■ Die Aufgabe ■
Schreibe aus dem Text über die Hausgemeinschaft im antiken Griechenland die Stelle zwischen „Geführt wurde die“ und „maßgebliche Rolle spielte.“ wörtlich ab, beide Grenzen eingeschlossen.

■ Angezeigter Text ■
++++++
Franz X. Eder stellt die Hausgemeinschaft im antiken Griechenland vor

Um ethisch leben zu können, muss die mächtige Begierde des „eros“ aktiv kontrolliert werden. Franz X. Eder erläutert: „Im >Symposion< baute Platon auf die höheren und vor allem himmlischen genauso wie auf die philosophischen und künstlerischen Potentiale des >eros< und verwies dessen gemeine und krude Kräfte in die Schranken.“ Nach der im „Symposion“ vorgestellten Liebenslehre bewegte man sich im Lebenslauf im besten Fall wie auf einer Leiter nach oben. Eros konnte am besten im oikos, im Haus bzw. in der Hausgemeinschaft gezähmt und fruchtbar gemacht werden, in dessen Mittelpunkt ein monogames Ehepaar agierte. Zum oikos gehörten neben der durch Abstammung und Verwandtschaft formierten Familie auch Sklaven und freie Arbeitskräfte, die durch eine als natürlich geltende hierarchische Ordnung miteinander verbunden waren: als Mann und Frau, Vater und Kinder, als Herr und Sklave. Franz X. Eder ist Professor für Wirtschafts- und Sozialgeschichte an der Universität Wien.

Ein freier Bürger war das Haupt der Familie

Geführt wurde die Hausgemeinschaft durch einen freien Bürger, den kyrios, der als Haupt der Familie sämtliche Mitglieder des Hauses nach außen repräsentierte. Zum oikos der Städtebürger gehörten auch landwirtschaftlicher Grund und Boden, Pflanzungen, Vieh, Gebäude, Arbeitsgeräte und Haushaltsausstattung. Das griechische „Haus“ war damit nicht nur eine soziale, sondern auch ein ökonomische Einheit, für deren Fortdauer und Gedeihen das Sexualleben eine maßgebliche Rolle spielte.
++++++
■ Einige Datensätze ■
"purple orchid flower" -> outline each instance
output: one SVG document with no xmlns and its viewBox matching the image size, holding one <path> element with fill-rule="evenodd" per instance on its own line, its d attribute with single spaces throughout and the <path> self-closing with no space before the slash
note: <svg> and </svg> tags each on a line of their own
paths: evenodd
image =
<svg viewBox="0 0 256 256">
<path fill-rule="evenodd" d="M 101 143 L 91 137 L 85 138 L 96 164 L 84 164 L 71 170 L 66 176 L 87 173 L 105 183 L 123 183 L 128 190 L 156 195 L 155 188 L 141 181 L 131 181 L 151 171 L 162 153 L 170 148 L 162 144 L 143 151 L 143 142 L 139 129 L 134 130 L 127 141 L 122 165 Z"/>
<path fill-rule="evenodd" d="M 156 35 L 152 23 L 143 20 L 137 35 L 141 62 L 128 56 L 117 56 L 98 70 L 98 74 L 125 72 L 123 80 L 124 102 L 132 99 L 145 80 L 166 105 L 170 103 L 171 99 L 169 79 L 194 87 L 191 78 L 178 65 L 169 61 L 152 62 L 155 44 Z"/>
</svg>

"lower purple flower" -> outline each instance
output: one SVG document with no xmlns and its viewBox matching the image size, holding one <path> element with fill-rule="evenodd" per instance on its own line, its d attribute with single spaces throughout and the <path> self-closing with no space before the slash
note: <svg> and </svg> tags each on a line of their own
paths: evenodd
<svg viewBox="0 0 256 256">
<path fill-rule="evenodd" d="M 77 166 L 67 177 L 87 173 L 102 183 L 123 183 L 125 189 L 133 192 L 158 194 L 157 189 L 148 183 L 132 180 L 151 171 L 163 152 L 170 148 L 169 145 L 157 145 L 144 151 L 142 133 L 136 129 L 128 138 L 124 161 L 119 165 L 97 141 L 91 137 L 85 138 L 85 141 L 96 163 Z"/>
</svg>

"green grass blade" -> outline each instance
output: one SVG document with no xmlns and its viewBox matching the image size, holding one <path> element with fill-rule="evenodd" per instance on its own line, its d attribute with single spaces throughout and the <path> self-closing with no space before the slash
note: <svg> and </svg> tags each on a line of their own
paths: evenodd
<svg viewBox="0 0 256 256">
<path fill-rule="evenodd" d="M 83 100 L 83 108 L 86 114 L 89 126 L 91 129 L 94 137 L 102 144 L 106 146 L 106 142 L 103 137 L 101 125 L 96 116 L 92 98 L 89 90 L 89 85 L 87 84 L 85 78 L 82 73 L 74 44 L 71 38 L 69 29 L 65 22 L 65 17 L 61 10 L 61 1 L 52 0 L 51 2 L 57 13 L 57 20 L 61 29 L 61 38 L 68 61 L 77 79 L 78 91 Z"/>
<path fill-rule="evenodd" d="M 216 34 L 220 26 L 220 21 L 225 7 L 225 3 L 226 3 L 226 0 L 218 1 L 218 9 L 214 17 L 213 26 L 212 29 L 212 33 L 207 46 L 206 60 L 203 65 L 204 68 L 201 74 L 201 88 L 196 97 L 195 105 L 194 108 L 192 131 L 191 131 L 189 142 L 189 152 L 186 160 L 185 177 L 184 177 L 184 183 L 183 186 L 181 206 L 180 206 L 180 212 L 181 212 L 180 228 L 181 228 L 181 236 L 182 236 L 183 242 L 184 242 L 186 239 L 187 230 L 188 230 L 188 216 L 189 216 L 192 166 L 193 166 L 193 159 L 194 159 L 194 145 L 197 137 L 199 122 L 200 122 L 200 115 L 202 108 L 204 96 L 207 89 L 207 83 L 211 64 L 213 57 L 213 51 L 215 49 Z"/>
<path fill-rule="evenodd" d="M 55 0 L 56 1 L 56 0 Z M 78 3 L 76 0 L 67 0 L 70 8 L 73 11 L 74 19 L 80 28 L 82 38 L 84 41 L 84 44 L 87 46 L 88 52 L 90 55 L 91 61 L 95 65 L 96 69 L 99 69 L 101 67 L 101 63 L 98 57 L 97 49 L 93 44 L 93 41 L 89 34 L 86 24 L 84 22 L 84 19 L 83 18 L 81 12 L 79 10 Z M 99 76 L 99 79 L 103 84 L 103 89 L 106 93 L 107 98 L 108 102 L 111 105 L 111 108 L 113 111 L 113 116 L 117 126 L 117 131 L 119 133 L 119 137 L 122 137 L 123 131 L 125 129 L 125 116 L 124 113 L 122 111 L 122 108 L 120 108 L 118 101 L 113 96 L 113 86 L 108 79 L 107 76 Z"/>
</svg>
++++++
■ Endgültige Antwort ■
Geführt wurde die Hausgemeinschaft durch einen freien Bürger, den kyrios, der als Haupt der Familie sämtliche Mitglieder des Hauses nach außen repräsentierte. Zum oikos der Städtebürger gehörten auch landwirtschaftlicher Grund und Boden, Pflanzungen, Vieh, Gebäude, Arbeitsgeräte und Haushaltsausstattung. Das griechische „Haus“ war damit nicht nur eine soziale, sondern auch ein ökonomische Einheit, für deren Fortdauer und Gedeihen das Sexualleben eine maßgebliche Rolle spielte.